• **PROBLEM STATEMENT**
Repeat the whole listing below precisely. Omit all pictures.

• **LISTED ENTRIES**
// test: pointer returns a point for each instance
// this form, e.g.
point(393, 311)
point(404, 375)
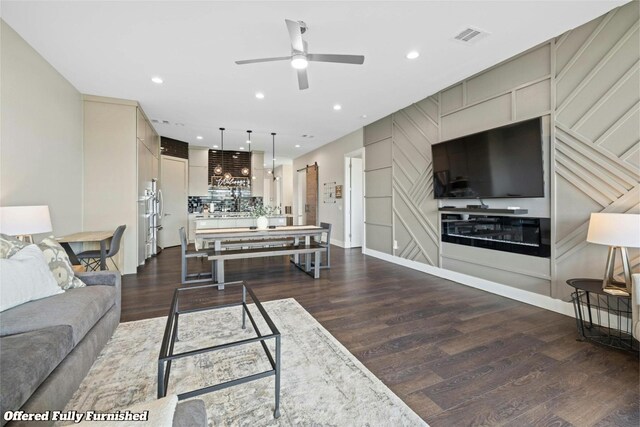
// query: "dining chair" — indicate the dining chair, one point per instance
point(91, 259)
point(185, 276)
point(327, 244)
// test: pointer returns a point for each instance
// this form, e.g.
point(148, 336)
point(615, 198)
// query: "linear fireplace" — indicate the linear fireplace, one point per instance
point(528, 236)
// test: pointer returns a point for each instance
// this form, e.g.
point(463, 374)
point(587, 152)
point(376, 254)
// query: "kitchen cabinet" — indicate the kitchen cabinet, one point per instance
point(146, 134)
point(198, 171)
point(198, 181)
point(199, 156)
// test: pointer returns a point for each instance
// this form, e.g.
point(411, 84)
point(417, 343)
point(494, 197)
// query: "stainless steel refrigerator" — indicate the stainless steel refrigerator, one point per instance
point(154, 210)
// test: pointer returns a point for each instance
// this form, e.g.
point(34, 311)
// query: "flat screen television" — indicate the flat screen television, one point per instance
point(497, 163)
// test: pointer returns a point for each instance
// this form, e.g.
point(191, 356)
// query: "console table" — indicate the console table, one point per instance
point(601, 317)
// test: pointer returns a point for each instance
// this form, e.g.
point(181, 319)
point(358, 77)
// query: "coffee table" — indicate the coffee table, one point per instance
point(167, 354)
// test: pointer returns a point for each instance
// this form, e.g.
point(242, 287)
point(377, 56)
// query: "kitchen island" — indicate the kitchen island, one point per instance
point(201, 221)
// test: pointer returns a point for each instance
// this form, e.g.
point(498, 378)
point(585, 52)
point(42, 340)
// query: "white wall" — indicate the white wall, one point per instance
point(330, 159)
point(40, 135)
point(285, 173)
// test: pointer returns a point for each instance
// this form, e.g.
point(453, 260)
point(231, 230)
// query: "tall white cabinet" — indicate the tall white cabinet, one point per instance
point(198, 171)
point(121, 157)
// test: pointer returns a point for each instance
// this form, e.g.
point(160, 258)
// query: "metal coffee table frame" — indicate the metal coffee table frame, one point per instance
point(171, 333)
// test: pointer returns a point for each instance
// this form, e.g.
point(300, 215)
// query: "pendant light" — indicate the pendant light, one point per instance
point(273, 159)
point(218, 169)
point(245, 170)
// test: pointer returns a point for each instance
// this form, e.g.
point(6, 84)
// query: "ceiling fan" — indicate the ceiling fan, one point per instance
point(300, 57)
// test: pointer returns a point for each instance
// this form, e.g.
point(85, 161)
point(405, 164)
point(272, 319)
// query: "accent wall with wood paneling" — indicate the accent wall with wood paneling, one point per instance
point(585, 86)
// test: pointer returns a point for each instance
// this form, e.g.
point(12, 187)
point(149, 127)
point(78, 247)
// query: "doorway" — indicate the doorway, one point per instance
point(301, 199)
point(354, 199)
point(307, 196)
point(174, 181)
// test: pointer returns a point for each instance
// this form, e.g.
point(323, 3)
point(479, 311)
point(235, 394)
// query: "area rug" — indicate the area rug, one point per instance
point(322, 383)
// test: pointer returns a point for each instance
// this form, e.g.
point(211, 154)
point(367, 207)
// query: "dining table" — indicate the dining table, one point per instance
point(219, 238)
point(100, 237)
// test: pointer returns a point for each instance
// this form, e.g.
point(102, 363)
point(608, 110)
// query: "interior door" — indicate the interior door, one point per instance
point(357, 203)
point(301, 197)
point(174, 183)
point(311, 206)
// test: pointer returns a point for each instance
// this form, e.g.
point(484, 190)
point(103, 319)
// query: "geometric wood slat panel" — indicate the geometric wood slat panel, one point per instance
point(415, 211)
point(596, 132)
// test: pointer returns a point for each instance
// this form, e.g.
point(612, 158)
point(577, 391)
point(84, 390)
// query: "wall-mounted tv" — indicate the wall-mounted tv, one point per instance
point(501, 162)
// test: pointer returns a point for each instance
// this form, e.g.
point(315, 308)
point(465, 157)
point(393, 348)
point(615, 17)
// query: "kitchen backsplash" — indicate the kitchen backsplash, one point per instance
point(222, 203)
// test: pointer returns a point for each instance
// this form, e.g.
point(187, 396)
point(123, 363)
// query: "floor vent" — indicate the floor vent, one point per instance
point(470, 35)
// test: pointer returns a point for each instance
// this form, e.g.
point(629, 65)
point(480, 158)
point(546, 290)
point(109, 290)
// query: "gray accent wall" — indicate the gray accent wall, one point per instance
point(41, 134)
point(585, 86)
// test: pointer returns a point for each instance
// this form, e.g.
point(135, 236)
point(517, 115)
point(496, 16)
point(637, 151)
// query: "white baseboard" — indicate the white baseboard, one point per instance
point(527, 297)
point(337, 242)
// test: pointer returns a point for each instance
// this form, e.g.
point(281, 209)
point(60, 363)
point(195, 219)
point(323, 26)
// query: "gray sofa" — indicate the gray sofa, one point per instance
point(47, 347)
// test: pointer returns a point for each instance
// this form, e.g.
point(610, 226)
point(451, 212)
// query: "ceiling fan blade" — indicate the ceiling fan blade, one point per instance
point(342, 59)
point(253, 61)
point(303, 81)
point(295, 34)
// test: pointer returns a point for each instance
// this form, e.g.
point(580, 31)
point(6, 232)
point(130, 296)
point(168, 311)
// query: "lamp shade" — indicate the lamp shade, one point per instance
point(614, 229)
point(24, 220)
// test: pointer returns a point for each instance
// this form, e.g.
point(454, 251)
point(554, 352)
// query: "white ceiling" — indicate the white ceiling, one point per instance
point(114, 48)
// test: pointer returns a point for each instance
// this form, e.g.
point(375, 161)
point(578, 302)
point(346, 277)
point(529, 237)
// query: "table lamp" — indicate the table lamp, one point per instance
point(24, 221)
point(619, 232)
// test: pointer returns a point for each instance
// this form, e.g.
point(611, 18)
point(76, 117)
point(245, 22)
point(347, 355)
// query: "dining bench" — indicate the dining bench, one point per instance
point(263, 252)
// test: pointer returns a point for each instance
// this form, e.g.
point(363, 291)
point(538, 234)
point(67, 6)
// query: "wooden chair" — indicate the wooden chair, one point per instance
point(91, 259)
point(191, 278)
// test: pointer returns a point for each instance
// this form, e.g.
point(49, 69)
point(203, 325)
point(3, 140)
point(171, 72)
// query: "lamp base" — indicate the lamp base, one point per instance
point(610, 285)
point(27, 238)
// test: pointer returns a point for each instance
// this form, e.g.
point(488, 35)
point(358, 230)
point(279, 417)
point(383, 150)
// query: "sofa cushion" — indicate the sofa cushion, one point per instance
point(27, 359)
point(25, 277)
point(79, 308)
point(59, 264)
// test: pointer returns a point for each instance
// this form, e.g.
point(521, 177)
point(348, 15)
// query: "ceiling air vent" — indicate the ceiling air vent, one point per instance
point(470, 35)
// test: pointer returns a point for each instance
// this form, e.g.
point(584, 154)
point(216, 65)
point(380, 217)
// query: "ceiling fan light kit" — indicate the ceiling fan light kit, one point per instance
point(300, 58)
point(299, 62)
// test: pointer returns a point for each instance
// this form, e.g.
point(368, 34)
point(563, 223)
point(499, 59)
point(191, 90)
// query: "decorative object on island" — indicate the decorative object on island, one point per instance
point(619, 232)
point(25, 221)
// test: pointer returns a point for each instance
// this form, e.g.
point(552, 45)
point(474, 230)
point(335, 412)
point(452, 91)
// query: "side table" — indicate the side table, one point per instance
point(601, 317)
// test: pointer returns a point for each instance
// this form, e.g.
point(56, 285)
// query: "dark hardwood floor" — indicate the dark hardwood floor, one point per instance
point(456, 355)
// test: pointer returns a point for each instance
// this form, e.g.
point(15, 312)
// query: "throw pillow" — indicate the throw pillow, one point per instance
point(25, 277)
point(161, 413)
point(10, 245)
point(59, 264)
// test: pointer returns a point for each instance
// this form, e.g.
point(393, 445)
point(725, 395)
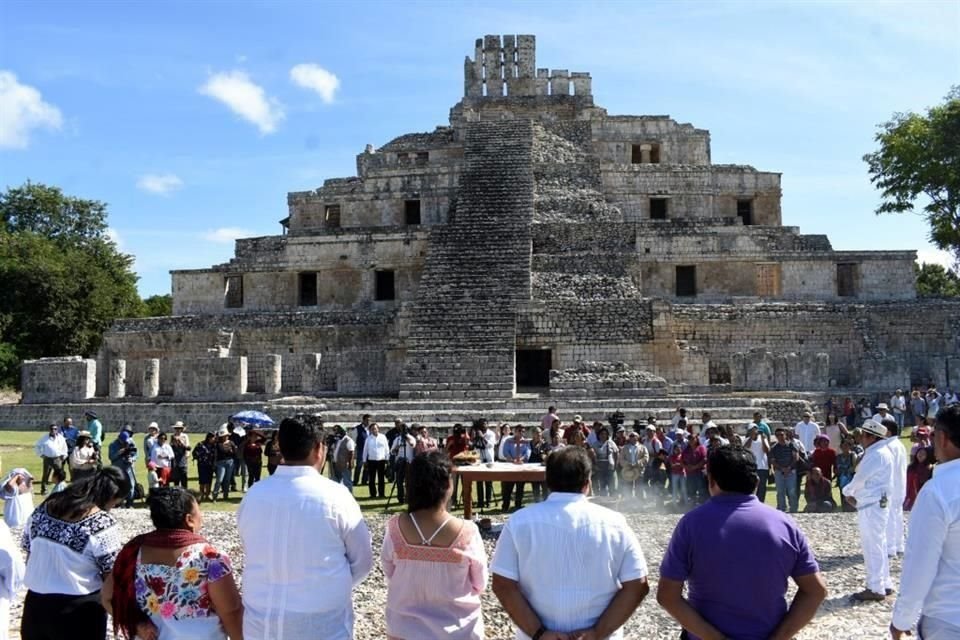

• **RESULT FOR THIS TASK**
// test: pointer returns a point for each instance
// this form, e.g.
point(393, 311)
point(404, 375)
// query: "dining chair" — indicate the dining chair, one point per instance
point(91, 259)
point(185, 276)
point(327, 244)
// test: pointer returns a point for each instance
// this form, e.g.
point(148, 336)
point(615, 198)
// query: "linear fireplace" — indicate the linear fireplace, one point per instance
point(528, 236)
// test: pointer returns a point for each instance
// this form, e.g.
point(463, 374)
point(587, 152)
point(376, 254)
// query: "kitchen cabinet" — indicate the kitchen cabinet, one point per instance
point(146, 134)
point(198, 171)
point(198, 181)
point(199, 156)
// test: pointer returns a point for each instance
// this form, e.g.
point(411, 84)
point(417, 343)
point(494, 197)
// query: "stainless steel refrigerator" — indicate the stainless steel refrigerator, one point per instance
point(154, 210)
// test: pointer returns a point for each instance
// this form, e.g.
point(34, 311)
// query: "flat screen television" — indicate the flat screen television, one point per instance
point(497, 163)
// test: pointer returns a point for each instance
// this form, e.g.
point(191, 356)
// query: "console table" — indicate the console table, one point per instance
point(601, 317)
// test: pointer returns a point for each instance
// this form, e.g.
point(181, 319)
point(358, 77)
// query: "coffee table" — indicate the coffee table, one point per instance
point(167, 354)
// test: pointer returns a point for each instance
// this form, e.g.
point(242, 287)
point(377, 56)
// query: "kitchen island" — indicate the kitchen island, one point per instance
point(201, 221)
// test: pointer returns a point for each instance
// this form, e.g.
point(498, 378)
point(585, 52)
point(42, 340)
// query: "white wall" — indicate the white wall, one point per instance
point(330, 159)
point(40, 135)
point(285, 173)
// test: pointer returns a point for each instance
// this form, e.g.
point(453, 260)
point(231, 230)
// query: "tall white cabinet" — indicate the tall white cabinet, one point per instance
point(198, 171)
point(121, 157)
// test: pointer returns a point for each instance
// this form, e.g.
point(160, 258)
// query: "metal coffee table frame" — indicate the metal coffee table frame, one point per instance
point(171, 333)
// test: pointer returns a point for each instance
// this form, e.g.
point(300, 215)
// query: "pendant light" — indicate the pendant light, one point per instance
point(273, 159)
point(218, 169)
point(245, 170)
// test: pointer returns a point for each instance
// this form, e.g.
point(6, 84)
// query: "ceiling fan" — indicate the ceiling fan, one point per instance
point(300, 57)
// test: pointer returns a point for each instance
// this form, e.g.
point(85, 161)
point(405, 164)
point(272, 319)
// query: "accent wall with wood paneling" — indicate the accent wall with wood paneling, one point per instance
point(585, 86)
// test: pointer returns a point for each instance
// this form, e.g.
point(12, 187)
point(149, 127)
point(78, 247)
// query: "doorway" — indicate the doorway, one point per instance
point(301, 199)
point(354, 199)
point(307, 196)
point(174, 181)
// test: pointer returns a point for each instance
// this form, e.g.
point(323, 3)
point(479, 311)
point(235, 394)
// query: "area rug" — indicate the area rug, one point per instance
point(322, 383)
// test: pointer returns a point for each instance
// this form, e.g.
point(211, 154)
point(367, 207)
// query: "dining table" — indicate the dining table, one point per instance
point(219, 238)
point(100, 237)
// test: pointer returns a point for each instance
// this form, e.g.
point(102, 363)
point(608, 110)
// query: "interior door" — indicate the interior door, one point per instance
point(357, 203)
point(301, 197)
point(174, 183)
point(311, 206)
// test: pointer returns a point for each instance
// this form, e.g.
point(484, 190)
point(103, 319)
// query: "geometric wood slat panel" — indicate the geometric wood slat panel, one point per instance
point(415, 211)
point(596, 132)
// test: pointer returns a point for each instance
// this form, e.g.
point(612, 158)
point(577, 391)
point(84, 390)
// query: "wall-mounted tv" — indicate the wall-mounted tv, one point per instance
point(501, 162)
// test: pointer returns a point for each instance
// this form, e.g.
point(315, 308)
point(465, 157)
point(393, 348)
point(615, 17)
// query: "kitchen backsplash" — indicate the kitchen backsplash, one point per instance
point(222, 203)
// test: pointer returns a point for each instance
// this form, e.g.
point(187, 396)
point(123, 363)
// query: "floor vent" — indicate the floor vent, one point per instance
point(470, 35)
// test: pointer returns a point for each instance
// this form, e.g.
point(629, 65)
point(480, 158)
point(546, 290)
point(109, 290)
// query: "gray accent wall" — indicate the gray accent wall, one point per instance
point(41, 134)
point(585, 86)
// test: pointer returns a point for each instance
// this form, e.g.
point(135, 236)
point(517, 115)
point(496, 16)
point(637, 151)
// query: "white baseboard" — indicate the white baseboard, one point per instance
point(527, 297)
point(337, 242)
// test: pointer returns a point for each instance
// this form, e.g.
point(281, 209)
point(60, 363)
point(195, 219)
point(323, 26)
// query: "gray sofa" — indicate the gray sofa, one point per instance
point(47, 347)
// test: pointer returns a point for each instance
// this form, e.g.
point(610, 226)
point(451, 212)
// query: "ceiling fan blade" — indicate the ceiling fan blade, one point per instance
point(342, 59)
point(253, 61)
point(303, 81)
point(295, 34)
// test: pointer returns a point for each instance
// this form, e.g.
point(580, 31)
point(6, 232)
point(130, 296)
point(168, 311)
// query: "lamp shade" — indicate the lamp shade, one point per instance
point(614, 229)
point(24, 220)
// test: pointer returns a point for each instance
// this form, e.g.
point(454, 251)
point(554, 352)
// query: "white ceiling" — indicate the white ceiling, one point per instance
point(114, 48)
// test: pointer returns a point for each instance
// this form, e.g.
point(375, 161)
point(578, 302)
point(346, 277)
point(529, 237)
// query: "table lamp" — indicate the table lamp, one point per instance
point(24, 221)
point(619, 232)
// test: pointer returns a point for each instance
// this form, e.g.
point(611, 18)
point(76, 117)
point(245, 22)
point(347, 355)
// query: "dining bench" — indicate the dining bench, one point per instance
point(263, 252)
// test: pointer returns a point for each instance
// this form, e.g.
point(363, 291)
point(538, 234)
point(67, 6)
// query: "wooden chair" — indicate the wooden chair, one point per instance
point(91, 259)
point(191, 278)
// test: pointer returns a point for each instance
// this form, e.g.
point(49, 69)
point(203, 325)
point(3, 140)
point(171, 72)
// query: "lamp base" — indicate the lamp base, one point per instance
point(610, 285)
point(27, 238)
// test: pointer returns a point for each instance
// this form, e.g.
point(488, 35)
point(358, 230)
point(279, 417)
point(383, 150)
// query: "sofa cushion" — indicate the sofa cushion, one point per instance
point(27, 359)
point(25, 277)
point(79, 308)
point(59, 264)
// test: pointer returns a point for each instance
// this form, e.g.
point(521, 177)
point(348, 15)
// query: "ceiling air vent" — indicate the ceiling air vent, one point per instance
point(470, 35)
// test: pointer returns a point for each instance
// this form, e.g.
point(584, 154)
point(216, 65)
point(380, 217)
// query: "ceiling fan light kit" — indicate the ceiling fan light kit, one point per instance
point(300, 58)
point(299, 62)
// test: pointer returns a point for each instance
// this form, e.g.
point(368, 34)
point(563, 223)
point(499, 59)
point(191, 90)
// query: "decorative object on island" — indicate the decorative object on island, one point per instance
point(619, 232)
point(25, 221)
// test: pointer returns a point for each instance
// this form, e.g.
point(552, 45)
point(474, 230)
point(335, 412)
point(452, 91)
// query: "side table" — indicate the side table, one point per instance
point(601, 317)
// test: pointer returns a point for each instance
// this form, e.g.
point(56, 285)
// query: "dark hardwood floor" — indicate the dark hardwood floor, one point per instance
point(456, 355)
// test: pointer returns a point for each instance
// this form, e.g.
point(15, 312)
// query: "throw pillow" — indicate the throw pillow, one point per instance
point(25, 277)
point(161, 413)
point(10, 245)
point(59, 264)
// test: pointer returns a point for each instance
// this form, e.g.
point(393, 445)
point(725, 395)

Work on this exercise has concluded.